> _MATERIALS PROVIDED_
----
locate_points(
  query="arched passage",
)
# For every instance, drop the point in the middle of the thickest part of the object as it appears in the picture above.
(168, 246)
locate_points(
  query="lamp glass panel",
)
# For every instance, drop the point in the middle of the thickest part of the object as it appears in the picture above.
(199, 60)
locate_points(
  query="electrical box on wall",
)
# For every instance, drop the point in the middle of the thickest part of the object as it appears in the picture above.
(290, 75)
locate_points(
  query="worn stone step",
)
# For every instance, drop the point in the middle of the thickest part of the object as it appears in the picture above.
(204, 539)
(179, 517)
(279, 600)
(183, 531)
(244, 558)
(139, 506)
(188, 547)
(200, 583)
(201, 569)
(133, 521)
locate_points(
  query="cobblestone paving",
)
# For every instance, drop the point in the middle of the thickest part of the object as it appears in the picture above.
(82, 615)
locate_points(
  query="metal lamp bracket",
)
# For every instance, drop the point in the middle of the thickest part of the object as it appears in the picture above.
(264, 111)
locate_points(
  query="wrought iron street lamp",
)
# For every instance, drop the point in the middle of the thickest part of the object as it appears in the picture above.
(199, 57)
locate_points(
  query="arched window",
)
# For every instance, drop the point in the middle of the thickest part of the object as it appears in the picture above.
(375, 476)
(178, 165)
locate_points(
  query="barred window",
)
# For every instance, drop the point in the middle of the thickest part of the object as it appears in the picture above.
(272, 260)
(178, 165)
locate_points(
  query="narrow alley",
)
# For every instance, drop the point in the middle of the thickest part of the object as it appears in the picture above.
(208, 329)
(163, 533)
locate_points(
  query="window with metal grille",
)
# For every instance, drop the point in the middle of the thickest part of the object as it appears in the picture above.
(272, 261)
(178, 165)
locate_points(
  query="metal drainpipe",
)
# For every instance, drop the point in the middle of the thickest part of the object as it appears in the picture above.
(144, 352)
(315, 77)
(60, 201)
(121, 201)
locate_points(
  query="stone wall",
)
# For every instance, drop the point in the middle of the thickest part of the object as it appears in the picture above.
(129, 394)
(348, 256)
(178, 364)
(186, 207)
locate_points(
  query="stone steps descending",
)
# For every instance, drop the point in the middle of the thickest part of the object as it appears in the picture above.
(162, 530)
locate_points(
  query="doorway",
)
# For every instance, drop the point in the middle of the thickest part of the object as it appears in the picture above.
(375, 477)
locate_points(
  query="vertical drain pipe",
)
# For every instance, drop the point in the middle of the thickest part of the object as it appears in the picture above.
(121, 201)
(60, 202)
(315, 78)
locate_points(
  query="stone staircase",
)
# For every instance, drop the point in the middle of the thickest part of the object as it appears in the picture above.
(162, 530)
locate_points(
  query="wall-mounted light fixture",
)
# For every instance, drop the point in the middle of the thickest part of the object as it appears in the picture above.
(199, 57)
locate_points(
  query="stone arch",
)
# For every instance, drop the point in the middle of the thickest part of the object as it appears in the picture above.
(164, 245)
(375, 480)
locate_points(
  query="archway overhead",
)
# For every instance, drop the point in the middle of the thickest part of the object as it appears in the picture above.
----
> _INSTRUCTION_
Exactly reproduce every line of the data above.

> _REPLY_
locate_points(
  query="arched passage",
)
# For every instance, drop the point in the middle of the thickest part of the object as it appears in the picture above.
(168, 246)
locate_points(
  query="lamp glass panel",
)
# For every instance, drop the point in the middle of the thickest part of the object as it appears in the picture above.
(199, 60)
locate_points(
  query="electrical box on wall",
)
# For every instance, drop the point in the middle of the thickest part of the object as it appears in the picture above.
(290, 75)
locate_points(
  query="worn stone step",
)
# For every instance, drop the point in the middle of the thickest part of the object as it appears in the picture above.
(204, 539)
(179, 517)
(279, 600)
(183, 531)
(244, 558)
(139, 506)
(188, 547)
(200, 583)
(201, 569)
(133, 521)
locate_points(
  query="cobblestone paving",
)
# For every instance, drop the point in the middle of the thickest part of the object as it appears in the picture above.
(82, 615)
locate_points(
  query="metal lamp bracket",
)
# For every instance, drop the point in the middle of the thickest part of the object as it appears in the picture above.
(264, 111)
locate_points(
  query="wrought iron street lamp",
)
# For every instance, drop the point in the middle of the thickest part of the object as it appears in the picture above.
(199, 57)
locate_points(
  query="arched window",
)
# For every instance, drop the point in the middle of the thickest part of the object as it appears in the picture above.
(375, 476)
(178, 165)
locate_points(
  query="barred window",
)
# For every instance, drop the point in the middle of the thickest part of the object as it appears in the picture above.
(272, 260)
(178, 165)
locate_points(
  query="narrow alley",
)
# For every instance, drop the point in the middle of the thickest part of the object as it appears in the picture above.
(208, 329)
(163, 533)
locate_points(
  query="window with metal grille",
)
# For every instance, drop the point in the middle of the thickest part of the object as it appears in the picture above.
(272, 261)
(178, 165)
locate_points(
  query="metal drainpipe",
)
# For every instance, drop the point in the middle of the thickest part of the object as it appears in the picture above.
(144, 352)
(315, 77)
(60, 201)
(121, 201)
locate_points(
  query="stone wall",
)
# For every instance, drop the point in the middle of the thickest part of the object as it appears in the picture above.
(129, 394)
(348, 256)
(178, 364)
(186, 207)
locate_points(
  query="stone steps descending",
)
# For every instance, drop the point in the middle of the thickest part of the object as it appears in the picture above.
(162, 530)
locate_points(
  query="doorway",
)
# For every instance, drop the point in the middle of the thickest part of the object as it appears in the picture above.
(375, 477)
locate_points(
  query="vertical drain pipe",
)
# For every instance, drop the point in the middle of the thickest part of the object as it appears in the picture above.
(121, 201)
(60, 202)
(315, 78)
locate_points(
  query="stone staircase",
)
# For every instance, drop the point in the middle of the thickest part of the object as it appears in the picture above.
(162, 530)
locate_points(
  query="wall-mounted light fixture",
)
# For every instance, drop the point in the middle of the thickest part of the object as it appears in the picture above.
(199, 57)
locate_points(
  query="stone arch",
)
# For every instance, drop the point in the middle of the thickest part of the object as it appears in the picture above.
(164, 245)
(375, 480)
locate_points(
  query="archway overhead",
)
# For every instance, drop the point in the middle of the thickest part of the object as it appears in the picture above.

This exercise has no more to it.